== INPUT MATERIAL ==
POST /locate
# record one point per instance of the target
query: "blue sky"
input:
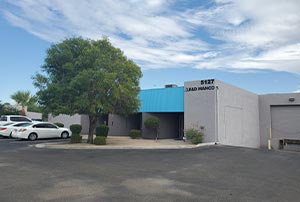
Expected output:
(252, 44)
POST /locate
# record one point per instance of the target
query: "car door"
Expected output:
(51, 131)
(40, 130)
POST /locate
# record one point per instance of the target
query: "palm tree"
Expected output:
(23, 98)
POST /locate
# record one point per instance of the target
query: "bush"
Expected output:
(194, 135)
(76, 128)
(100, 140)
(134, 133)
(75, 138)
(61, 125)
(102, 130)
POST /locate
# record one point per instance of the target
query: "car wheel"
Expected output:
(64, 135)
(32, 136)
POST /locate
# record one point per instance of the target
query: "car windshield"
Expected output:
(7, 124)
(23, 124)
(3, 118)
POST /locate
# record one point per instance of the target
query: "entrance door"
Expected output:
(285, 123)
(180, 126)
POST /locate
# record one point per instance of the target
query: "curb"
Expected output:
(86, 147)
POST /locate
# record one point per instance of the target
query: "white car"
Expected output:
(13, 118)
(41, 130)
(7, 129)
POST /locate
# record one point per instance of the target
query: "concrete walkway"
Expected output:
(121, 142)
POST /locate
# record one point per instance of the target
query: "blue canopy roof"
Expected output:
(162, 100)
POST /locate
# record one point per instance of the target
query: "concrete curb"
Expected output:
(119, 147)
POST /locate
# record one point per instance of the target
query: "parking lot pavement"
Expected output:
(215, 173)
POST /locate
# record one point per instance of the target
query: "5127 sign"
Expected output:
(207, 84)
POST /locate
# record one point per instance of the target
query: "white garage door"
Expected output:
(285, 122)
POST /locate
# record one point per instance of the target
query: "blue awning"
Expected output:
(162, 100)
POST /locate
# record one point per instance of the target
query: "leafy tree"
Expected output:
(24, 99)
(7, 109)
(88, 77)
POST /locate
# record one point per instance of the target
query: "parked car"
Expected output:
(7, 129)
(13, 118)
(41, 130)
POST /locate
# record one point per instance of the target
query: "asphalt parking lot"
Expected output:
(216, 173)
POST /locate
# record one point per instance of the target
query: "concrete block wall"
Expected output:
(237, 115)
(200, 108)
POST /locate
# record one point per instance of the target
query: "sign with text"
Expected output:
(207, 84)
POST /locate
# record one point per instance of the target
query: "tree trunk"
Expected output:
(93, 121)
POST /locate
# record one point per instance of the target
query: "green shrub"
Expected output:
(75, 138)
(100, 140)
(76, 128)
(102, 130)
(134, 133)
(194, 135)
(61, 125)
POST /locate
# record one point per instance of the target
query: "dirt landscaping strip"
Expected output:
(120, 142)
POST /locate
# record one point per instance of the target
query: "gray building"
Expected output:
(227, 114)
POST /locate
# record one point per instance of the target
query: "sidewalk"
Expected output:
(123, 142)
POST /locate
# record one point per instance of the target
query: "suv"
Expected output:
(13, 118)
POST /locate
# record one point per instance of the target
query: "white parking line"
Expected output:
(4, 140)
(32, 142)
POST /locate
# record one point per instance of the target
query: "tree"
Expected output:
(152, 123)
(88, 77)
(23, 98)
(7, 109)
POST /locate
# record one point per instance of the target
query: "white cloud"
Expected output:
(253, 34)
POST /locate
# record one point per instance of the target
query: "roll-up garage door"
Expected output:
(285, 122)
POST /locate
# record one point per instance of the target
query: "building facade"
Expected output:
(227, 114)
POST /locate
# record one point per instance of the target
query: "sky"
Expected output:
(253, 44)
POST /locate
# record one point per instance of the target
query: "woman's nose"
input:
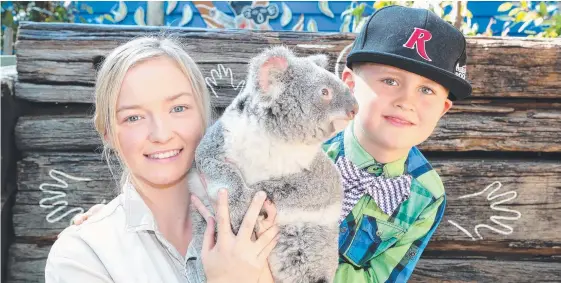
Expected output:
(161, 131)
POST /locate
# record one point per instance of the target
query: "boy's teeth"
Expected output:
(163, 155)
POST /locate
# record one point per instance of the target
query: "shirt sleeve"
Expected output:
(72, 260)
(397, 263)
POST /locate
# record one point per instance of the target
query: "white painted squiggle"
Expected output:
(220, 73)
(502, 198)
(58, 197)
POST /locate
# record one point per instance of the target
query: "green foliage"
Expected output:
(540, 14)
(357, 12)
(41, 11)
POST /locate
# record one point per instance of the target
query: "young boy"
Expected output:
(405, 68)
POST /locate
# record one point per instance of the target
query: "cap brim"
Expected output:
(459, 88)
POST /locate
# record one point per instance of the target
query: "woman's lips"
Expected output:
(399, 122)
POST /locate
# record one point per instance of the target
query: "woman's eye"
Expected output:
(131, 119)
(179, 109)
(426, 90)
(390, 82)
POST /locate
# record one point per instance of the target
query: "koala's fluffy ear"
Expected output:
(272, 67)
(320, 59)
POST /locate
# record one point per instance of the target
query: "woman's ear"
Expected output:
(348, 78)
(108, 140)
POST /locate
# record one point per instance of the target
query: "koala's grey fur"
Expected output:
(276, 147)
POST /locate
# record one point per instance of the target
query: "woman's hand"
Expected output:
(236, 258)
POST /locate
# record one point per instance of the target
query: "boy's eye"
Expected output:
(426, 90)
(133, 118)
(390, 81)
(179, 109)
(326, 94)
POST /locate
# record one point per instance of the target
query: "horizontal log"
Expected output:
(67, 54)
(482, 126)
(56, 133)
(481, 270)
(27, 264)
(55, 186)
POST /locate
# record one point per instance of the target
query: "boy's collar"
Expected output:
(362, 159)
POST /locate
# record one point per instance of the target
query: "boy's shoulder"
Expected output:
(416, 165)
(423, 172)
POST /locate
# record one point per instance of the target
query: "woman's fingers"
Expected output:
(208, 238)
(250, 218)
(264, 224)
(267, 242)
(223, 215)
(201, 208)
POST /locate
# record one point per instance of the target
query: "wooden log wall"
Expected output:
(499, 153)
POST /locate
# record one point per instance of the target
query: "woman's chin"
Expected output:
(164, 180)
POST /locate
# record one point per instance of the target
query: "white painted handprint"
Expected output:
(496, 200)
(222, 73)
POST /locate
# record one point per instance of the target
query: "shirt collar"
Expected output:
(138, 215)
(361, 158)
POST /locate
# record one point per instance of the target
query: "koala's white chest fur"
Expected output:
(260, 156)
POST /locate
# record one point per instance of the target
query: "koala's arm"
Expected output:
(221, 174)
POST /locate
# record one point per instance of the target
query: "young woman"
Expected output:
(152, 108)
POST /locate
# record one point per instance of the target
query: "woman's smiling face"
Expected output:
(158, 122)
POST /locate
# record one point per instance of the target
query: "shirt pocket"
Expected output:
(372, 237)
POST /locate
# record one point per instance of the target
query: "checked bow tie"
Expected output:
(388, 193)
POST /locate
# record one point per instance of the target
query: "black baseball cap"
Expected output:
(418, 41)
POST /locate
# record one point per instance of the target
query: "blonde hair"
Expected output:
(110, 78)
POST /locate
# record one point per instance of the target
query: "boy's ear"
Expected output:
(348, 78)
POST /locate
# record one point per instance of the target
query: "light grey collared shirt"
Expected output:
(120, 243)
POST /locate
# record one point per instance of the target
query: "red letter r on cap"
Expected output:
(418, 39)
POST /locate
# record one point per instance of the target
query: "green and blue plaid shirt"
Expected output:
(374, 246)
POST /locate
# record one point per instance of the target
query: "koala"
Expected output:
(270, 138)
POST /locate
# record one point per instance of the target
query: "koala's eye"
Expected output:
(326, 94)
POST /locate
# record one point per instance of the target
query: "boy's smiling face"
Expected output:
(397, 109)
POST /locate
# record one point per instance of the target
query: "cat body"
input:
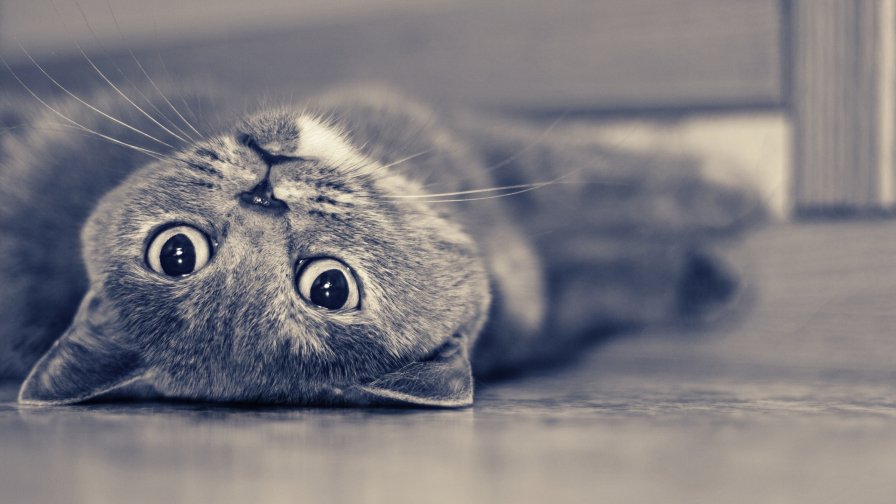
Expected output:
(440, 277)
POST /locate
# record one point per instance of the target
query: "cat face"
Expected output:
(273, 263)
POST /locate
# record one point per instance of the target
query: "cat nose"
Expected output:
(261, 198)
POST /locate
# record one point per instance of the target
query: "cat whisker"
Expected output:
(405, 159)
(534, 185)
(91, 107)
(182, 100)
(495, 196)
(107, 80)
(149, 102)
(149, 152)
(152, 82)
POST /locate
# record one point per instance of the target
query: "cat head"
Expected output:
(273, 263)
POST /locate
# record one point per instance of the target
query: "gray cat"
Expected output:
(356, 249)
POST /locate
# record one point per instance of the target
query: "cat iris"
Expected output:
(181, 250)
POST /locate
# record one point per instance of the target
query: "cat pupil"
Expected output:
(178, 256)
(330, 290)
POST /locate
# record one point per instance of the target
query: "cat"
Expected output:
(358, 248)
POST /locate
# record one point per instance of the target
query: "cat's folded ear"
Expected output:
(87, 361)
(445, 380)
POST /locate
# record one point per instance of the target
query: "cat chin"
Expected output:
(443, 380)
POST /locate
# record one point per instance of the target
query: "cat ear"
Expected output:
(87, 361)
(445, 381)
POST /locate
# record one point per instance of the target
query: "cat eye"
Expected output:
(327, 283)
(178, 251)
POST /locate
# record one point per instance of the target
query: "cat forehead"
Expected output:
(302, 136)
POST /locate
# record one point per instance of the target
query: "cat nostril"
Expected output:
(261, 197)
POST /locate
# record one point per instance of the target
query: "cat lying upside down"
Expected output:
(352, 250)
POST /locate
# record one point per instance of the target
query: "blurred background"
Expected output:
(794, 401)
(695, 75)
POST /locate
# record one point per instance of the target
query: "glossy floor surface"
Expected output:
(796, 403)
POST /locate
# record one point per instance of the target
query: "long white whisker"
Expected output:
(405, 159)
(150, 79)
(91, 107)
(149, 152)
(474, 191)
(110, 83)
(182, 118)
(154, 107)
(457, 200)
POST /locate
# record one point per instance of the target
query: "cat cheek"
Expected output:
(83, 363)
(445, 380)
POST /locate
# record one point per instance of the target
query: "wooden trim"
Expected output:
(843, 105)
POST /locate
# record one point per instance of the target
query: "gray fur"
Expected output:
(498, 283)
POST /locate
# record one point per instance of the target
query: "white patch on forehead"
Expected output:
(327, 144)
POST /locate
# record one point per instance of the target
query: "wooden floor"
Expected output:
(797, 403)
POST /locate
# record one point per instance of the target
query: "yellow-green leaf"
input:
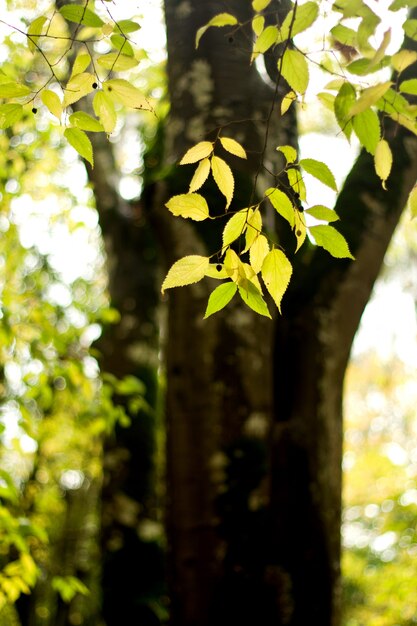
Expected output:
(188, 270)
(383, 161)
(294, 68)
(105, 111)
(200, 151)
(52, 102)
(200, 175)
(220, 298)
(276, 274)
(189, 205)
(235, 227)
(258, 251)
(80, 142)
(221, 19)
(223, 177)
(233, 146)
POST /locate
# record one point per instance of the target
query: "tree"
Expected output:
(253, 405)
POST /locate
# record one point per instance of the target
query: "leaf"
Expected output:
(200, 151)
(383, 161)
(281, 202)
(220, 297)
(367, 129)
(319, 170)
(293, 67)
(80, 15)
(80, 142)
(320, 212)
(258, 251)
(52, 102)
(200, 175)
(331, 240)
(13, 90)
(223, 177)
(188, 270)
(253, 298)
(276, 274)
(233, 147)
(77, 87)
(117, 62)
(84, 121)
(289, 152)
(124, 92)
(221, 19)
(189, 205)
(104, 109)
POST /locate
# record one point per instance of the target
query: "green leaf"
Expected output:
(188, 270)
(223, 177)
(320, 212)
(253, 298)
(383, 161)
(331, 240)
(221, 19)
(281, 202)
(81, 143)
(189, 205)
(233, 147)
(367, 129)
(84, 121)
(105, 111)
(200, 151)
(319, 170)
(276, 274)
(235, 227)
(81, 15)
(220, 298)
(293, 67)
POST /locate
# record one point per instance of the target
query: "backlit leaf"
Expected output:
(276, 274)
(220, 297)
(80, 142)
(200, 151)
(223, 177)
(189, 205)
(186, 271)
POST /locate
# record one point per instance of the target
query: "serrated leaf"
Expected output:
(80, 15)
(294, 68)
(221, 19)
(200, 151)
(200, 175)
(52, 102)
(84, 121)
(319, 170)
(320, 212)
(220, 297)
(383, 161)
(330, 239)
(276, 273)
(258, 251)
(189, 205)
(80, 142)
(105, 111)
(367, 129)
(233, 146)
(117, 62)
(188, 270)
(289, 152)
(77, 87)
(253, 298)
(126, 93)
(223, 177)
(281, 202)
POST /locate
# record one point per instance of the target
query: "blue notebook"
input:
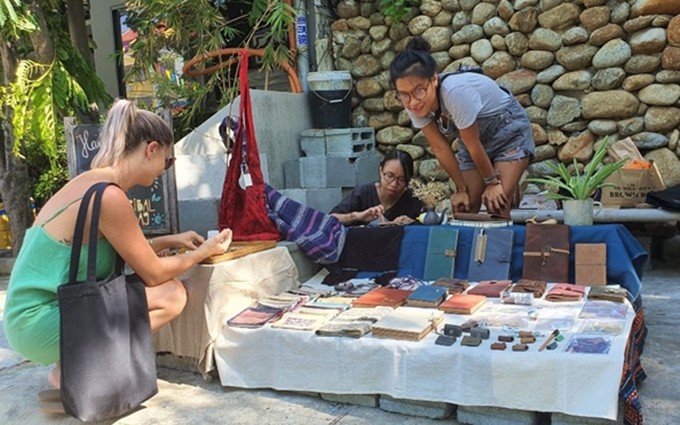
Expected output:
(440, 259)
(427, 296)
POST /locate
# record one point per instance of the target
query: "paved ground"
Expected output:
(186, 398)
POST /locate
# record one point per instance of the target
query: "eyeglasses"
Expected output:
(418, 93)
(391, 178)
(169, 162)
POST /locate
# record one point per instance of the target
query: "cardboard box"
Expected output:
(631, 186)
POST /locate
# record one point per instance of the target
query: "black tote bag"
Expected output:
(106, 350)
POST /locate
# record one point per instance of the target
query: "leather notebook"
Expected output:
(491, 254)
(440, 258)
(590, 264)
(462, 304)
(490, 288)
(382, 296)
(427, 296)
(546, 253)
(454, 286)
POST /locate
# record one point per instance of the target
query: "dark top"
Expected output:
(366, 196)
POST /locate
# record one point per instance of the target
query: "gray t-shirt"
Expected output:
(466, 97)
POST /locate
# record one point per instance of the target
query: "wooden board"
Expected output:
(240, 249)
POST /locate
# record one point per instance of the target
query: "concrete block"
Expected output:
(344, 142)
(321, 199)
(291, 174)
(200, 215)
(485, 415)
(427, 409)
(368, 400)
(306, 267)
(366, 168)
(319, 172)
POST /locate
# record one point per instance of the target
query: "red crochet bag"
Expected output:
(243, 207)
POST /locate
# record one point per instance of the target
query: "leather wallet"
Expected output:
(536, 287)
(471, 341)
(498, 346)
(490, 288)
(546, 253)
(440, 259)
(480, 332)
(491, 254)
(608, 293)
(566, 292)
(445, 340)
(590, 264)
(520, 347)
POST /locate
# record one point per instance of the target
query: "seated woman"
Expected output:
(389, 199)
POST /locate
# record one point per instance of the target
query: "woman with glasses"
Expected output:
(495, 133)
(388, 200)
(135, 149)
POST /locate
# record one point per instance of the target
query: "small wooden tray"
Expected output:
(240, 249)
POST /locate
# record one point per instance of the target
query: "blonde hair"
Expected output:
(125, 128)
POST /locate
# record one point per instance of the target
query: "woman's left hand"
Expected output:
(189, 240)
(494, 198)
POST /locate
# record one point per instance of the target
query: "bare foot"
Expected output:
(54, 377)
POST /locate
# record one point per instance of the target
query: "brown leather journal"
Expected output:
(462, 304)
(546, 253)
(382, 296)
(590, 264)
(490, 288)
(566, 292)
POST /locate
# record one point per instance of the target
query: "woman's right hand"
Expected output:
(460, 202)
(370, 214)
(218, 244)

== SET EXERCISE ==
List each line of the entries above that contains the word "white".

== SOLVED PROBLEM ==
query: "white car"
query: "white garage door"
query: "white parking line"
query: "white cloud"
query: "white painted squiggle"
query: "white painted handprint"
query: "koala's white chest fur"
query: "long white whisker"
query: "white patch on forehead"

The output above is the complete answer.